## INSTRUCTIONS FOR THE TASK
From the line with "Spot reflection in" down to the final line of the records below, retype everything exactly and leave out the rest.

• • • • •

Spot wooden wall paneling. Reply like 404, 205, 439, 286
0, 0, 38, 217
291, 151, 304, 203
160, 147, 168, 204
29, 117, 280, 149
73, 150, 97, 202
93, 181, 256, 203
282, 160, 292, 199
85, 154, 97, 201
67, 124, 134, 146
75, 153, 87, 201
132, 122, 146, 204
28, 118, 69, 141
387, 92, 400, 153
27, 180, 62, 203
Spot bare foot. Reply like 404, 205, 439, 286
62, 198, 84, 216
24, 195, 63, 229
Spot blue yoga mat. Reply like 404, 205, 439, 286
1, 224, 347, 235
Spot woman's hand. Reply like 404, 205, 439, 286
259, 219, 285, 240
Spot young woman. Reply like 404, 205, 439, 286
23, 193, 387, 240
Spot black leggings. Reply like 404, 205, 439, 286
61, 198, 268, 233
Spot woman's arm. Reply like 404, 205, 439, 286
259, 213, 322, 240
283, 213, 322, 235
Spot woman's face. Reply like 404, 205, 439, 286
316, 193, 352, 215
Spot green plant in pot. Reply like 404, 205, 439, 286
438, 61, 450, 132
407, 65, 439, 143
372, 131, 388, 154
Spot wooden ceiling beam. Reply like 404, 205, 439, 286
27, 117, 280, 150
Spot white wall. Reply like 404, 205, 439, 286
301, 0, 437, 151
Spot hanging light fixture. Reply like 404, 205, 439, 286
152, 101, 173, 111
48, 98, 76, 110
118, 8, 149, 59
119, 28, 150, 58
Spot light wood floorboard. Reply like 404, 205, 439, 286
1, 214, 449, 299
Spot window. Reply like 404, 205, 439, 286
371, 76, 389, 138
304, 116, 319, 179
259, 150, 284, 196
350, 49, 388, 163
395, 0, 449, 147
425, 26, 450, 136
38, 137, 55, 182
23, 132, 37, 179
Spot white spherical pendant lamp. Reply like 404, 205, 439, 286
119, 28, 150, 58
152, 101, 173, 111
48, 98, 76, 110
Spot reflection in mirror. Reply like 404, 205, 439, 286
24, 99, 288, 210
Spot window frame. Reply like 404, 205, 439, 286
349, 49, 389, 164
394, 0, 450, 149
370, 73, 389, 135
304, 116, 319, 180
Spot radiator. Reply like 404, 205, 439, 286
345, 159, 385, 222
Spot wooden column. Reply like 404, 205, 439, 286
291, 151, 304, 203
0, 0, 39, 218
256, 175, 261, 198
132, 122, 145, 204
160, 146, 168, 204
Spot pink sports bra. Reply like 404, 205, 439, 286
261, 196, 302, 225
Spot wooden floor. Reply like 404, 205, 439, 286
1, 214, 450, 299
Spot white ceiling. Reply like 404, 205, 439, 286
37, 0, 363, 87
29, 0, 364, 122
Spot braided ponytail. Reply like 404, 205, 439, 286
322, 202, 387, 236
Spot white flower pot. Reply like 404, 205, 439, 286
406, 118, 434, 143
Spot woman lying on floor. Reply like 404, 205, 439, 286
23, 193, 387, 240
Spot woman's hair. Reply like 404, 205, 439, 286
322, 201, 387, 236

• • • • •

## SOLUTION TO THIS EXERCISE
Spot reflection in mirror. Reply like 404, 205, 439, 286
24, 99, 288, 210
Spot window frame. Reply like 404, 205, 439, 286
349, 49, 389, 164
394, 0, 450, 149
370, 73, 389, 135
304, 116, 319, 180
Spot radiator. Reply like 404, 205, 439, 286
345, 159, 385, 222
Spot wooden column. Reply like 404, 205, 439, 286
291, 151, 304, 203
0, 0, 39, 218
256, 175, 261, 198
132, 122, 145, 204
160, 146, 168, 204
Spot pink sports bra. Reply like 404, 205, 439, 286
261, 196, 302, 225
Spot wooden floor. Reply like 404, 205, 439, 286
1, 214, 450, 299
Spot white ceiling. Reply like 404, 205, 439, 286
37, 0, 363, 87
29, 0, 364, 122
Spot braided ponytail. Reply like 404, 205, 439, 286
322, 202, 387, 236
Spot white flower pot. Reply like 404, 205, 439, 286
406, 118, 434, 143
Spot woman lying on floor. Reply like 404, 205, 439, 286
23, 193, 387, 240
Spot woman's hair. Reply like 404, 205, 439, 286
322, 201, 387, 236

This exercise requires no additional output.